**Prompt**
Copy the rows as a numbered list, from the line with "The order of" up to and including the line with "negative clicks: (59, 117)", leaving out any blank lines.

**Given information**

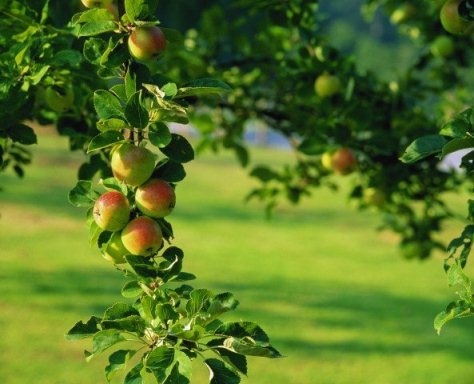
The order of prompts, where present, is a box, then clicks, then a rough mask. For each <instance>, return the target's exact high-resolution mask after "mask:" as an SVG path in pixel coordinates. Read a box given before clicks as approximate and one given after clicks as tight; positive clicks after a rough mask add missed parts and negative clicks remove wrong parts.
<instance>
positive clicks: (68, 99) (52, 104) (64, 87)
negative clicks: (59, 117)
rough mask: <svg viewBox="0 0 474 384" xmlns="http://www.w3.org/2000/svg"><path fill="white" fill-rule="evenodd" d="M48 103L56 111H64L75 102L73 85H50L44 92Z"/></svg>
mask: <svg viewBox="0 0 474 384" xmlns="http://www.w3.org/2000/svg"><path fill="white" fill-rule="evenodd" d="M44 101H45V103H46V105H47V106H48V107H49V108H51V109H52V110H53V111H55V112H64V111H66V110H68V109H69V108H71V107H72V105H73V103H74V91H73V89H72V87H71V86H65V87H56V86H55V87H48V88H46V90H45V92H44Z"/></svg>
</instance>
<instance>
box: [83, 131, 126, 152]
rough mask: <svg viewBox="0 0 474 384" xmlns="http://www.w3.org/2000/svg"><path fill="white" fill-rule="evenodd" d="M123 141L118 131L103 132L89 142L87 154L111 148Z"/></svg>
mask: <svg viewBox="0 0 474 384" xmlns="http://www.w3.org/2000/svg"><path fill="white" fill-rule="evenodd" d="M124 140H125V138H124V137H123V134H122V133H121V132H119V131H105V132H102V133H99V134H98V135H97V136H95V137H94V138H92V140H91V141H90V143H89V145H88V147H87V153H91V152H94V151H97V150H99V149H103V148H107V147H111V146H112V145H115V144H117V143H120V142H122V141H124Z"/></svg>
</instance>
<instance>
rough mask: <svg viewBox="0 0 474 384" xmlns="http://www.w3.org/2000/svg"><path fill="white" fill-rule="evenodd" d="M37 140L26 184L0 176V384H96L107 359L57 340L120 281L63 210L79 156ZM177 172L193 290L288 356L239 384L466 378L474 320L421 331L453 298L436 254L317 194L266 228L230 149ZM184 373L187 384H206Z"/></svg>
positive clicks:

==

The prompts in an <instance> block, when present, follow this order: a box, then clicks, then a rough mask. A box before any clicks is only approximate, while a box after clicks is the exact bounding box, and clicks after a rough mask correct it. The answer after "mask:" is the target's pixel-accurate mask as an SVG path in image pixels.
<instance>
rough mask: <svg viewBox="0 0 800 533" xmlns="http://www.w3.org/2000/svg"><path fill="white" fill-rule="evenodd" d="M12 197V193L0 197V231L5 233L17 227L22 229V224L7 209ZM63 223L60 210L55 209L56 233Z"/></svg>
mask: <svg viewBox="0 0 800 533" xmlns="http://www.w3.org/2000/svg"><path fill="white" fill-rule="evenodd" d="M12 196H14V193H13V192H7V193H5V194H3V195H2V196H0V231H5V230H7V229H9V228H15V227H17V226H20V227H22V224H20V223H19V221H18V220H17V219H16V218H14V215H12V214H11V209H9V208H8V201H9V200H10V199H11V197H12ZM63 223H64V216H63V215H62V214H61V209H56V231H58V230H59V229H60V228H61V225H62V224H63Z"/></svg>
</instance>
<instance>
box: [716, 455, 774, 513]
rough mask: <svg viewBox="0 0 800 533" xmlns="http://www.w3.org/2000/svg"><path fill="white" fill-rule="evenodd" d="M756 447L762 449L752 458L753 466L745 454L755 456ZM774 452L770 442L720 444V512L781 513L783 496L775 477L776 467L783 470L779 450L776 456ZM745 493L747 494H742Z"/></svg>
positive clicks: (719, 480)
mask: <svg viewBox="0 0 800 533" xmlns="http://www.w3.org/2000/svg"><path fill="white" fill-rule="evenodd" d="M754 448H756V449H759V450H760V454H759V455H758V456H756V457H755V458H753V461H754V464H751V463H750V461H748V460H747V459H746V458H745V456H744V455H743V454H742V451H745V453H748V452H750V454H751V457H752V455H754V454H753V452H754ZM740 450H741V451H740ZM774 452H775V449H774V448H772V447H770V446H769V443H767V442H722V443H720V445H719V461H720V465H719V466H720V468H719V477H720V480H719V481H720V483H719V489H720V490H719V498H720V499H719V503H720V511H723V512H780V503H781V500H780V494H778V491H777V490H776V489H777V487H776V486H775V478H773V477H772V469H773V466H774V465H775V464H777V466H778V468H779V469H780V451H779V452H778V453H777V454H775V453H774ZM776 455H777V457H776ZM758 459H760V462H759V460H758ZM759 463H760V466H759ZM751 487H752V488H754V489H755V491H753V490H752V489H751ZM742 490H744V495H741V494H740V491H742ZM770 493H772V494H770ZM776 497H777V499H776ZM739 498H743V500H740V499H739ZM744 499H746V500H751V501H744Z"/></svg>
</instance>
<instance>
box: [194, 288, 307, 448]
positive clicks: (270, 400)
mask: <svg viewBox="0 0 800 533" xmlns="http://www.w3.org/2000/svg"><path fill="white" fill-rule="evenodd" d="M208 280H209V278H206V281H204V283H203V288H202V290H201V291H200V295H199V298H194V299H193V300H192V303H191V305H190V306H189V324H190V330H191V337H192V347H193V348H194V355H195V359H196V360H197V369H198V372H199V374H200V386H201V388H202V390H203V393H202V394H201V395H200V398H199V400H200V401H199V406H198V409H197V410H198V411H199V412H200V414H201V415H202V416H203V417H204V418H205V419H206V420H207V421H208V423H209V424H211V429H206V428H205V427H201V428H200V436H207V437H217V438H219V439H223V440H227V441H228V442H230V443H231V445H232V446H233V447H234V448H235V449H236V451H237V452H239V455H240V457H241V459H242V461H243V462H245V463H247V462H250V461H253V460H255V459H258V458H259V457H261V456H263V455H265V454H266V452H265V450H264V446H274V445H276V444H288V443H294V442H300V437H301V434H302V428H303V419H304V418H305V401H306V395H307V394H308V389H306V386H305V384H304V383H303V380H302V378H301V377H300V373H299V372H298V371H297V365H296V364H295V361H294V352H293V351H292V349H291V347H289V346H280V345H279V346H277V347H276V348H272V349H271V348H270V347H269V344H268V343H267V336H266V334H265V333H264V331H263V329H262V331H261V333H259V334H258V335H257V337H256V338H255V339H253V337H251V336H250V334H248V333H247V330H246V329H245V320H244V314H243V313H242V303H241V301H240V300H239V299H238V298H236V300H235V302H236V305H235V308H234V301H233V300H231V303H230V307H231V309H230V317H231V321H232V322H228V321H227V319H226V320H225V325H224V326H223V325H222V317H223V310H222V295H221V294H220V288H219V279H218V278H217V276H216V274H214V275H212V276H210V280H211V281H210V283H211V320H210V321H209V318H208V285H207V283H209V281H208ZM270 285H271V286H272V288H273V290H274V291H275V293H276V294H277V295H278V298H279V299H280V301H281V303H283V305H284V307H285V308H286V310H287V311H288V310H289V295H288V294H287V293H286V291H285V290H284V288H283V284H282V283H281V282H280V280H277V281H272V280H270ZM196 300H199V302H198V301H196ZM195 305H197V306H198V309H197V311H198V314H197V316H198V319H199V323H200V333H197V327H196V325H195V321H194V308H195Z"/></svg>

**Final answer**
1. The order of prompts, where present, is a box, then clicks, then a rough mask. For each <instance>, return the target's exact high-resolution mask after "mask:" as an SVG path in pixel coordinates. Read a box given before clicks as approximate and one given after clicks as tight; positive clicks after a rough mask add missed parts and negative clicks remove wrong parts.
2. <instance>
3. positive clicks: (68, 99) (52, 104) (64, 87)
4. negative clicks: (59, 117)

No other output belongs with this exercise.